**Excerpted text:**
-=-=-
South Africa

2024 ELECTIONS

It’s a wrap — ANC down, but not out, as deal-making kicks off

It’s a wrap —  ANC down, but not out, as deal-making kicks off
(From left) The EFF’s Vuyani Phambo, Omphile Maotwe and Floyd Shivhambu and the ANC’s Gwede Mantashe at the IEC Results Operation Centre in Midrand on 1 June 2024.(Photo: Felix Dlangamandla)

South Africa’s political landscape has been irrevocably rewritten in the 2024 elections. The ANC tanked to 40.2% nationally — ending a declining but still present grip on power in a historic moment.

Voters issued an unprecedented statement of disapproval in Nelson Mandela’s party that for many in South Africa is linked to bringing freedom and democracy to the country. The 40.2% support reflects a 17 percentage point drop in support compared to the 2019 elections, or three times the polling decline from election to election since 2009.

But in 2024 it wasn’t only a disapproval vote for others when the breakaway ANC party, the uMkhonto Wesizwe (MK) party arrived like a tsunami, it was also disapproval by deciding not to vote in traditional ANC strongholds like Soweto. The 58.5% projected voter turnout indicates that as well as that long queues do not necessarily mean a higher turnout.

The ANC saying, “Askies, we made a mistake. We will do better next time” did not land with voters. And in the confidentiality of the voting booth they marked their ballots.

For years the ANC was linked to State Capture (still several of those named in the Zondo Commission made it on to the election candidate lists), corruption and quality service delivery failures. Stubborn unemployment and the rolling blackouts which have hit households and businesses hard – as have water outages in many parts of the country – have marked ANC governance nationally and in eight out of South Africa’s nine provinces.

Combing through results

ANC, MK party, Marianne Merten, 24 election results wrap

ANC national chairperson Gwede Mantashe keeps an eye on the results board at the IEC’s national results centre in Midrand on 30 May 2024. (Alet Pretorius/ Reuters)
-=-=-
**What to do:** Reproduce the election article word for word, beginning at the words "But in 2024" and stopping after the words "marked their ballots.".
-=-=-
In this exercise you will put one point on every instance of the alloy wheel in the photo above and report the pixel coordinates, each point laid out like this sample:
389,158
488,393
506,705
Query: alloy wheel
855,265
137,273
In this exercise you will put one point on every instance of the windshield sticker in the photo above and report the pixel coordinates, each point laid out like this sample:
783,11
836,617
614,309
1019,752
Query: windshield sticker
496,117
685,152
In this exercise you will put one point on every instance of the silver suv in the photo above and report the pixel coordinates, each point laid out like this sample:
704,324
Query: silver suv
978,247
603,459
-=-=-
**Response:**
But in 2024 it wasn’t only a disapproval vote for others when the breakaway ANC party, the uMkhonto Wesizwe (MK) party arrived like a tsunami, it was also disapproval by deciding not to vote in traditional ANC strongholds like Soweto. The 58.5% projected voter turnout indicates that as well as that long queues do not necessarily mean a higher turnout.

The ANC saying, “Askies, we made a mistake. We will do better next time” did not land with voters. And in the confidentiality of the voting booth they marked their ballots.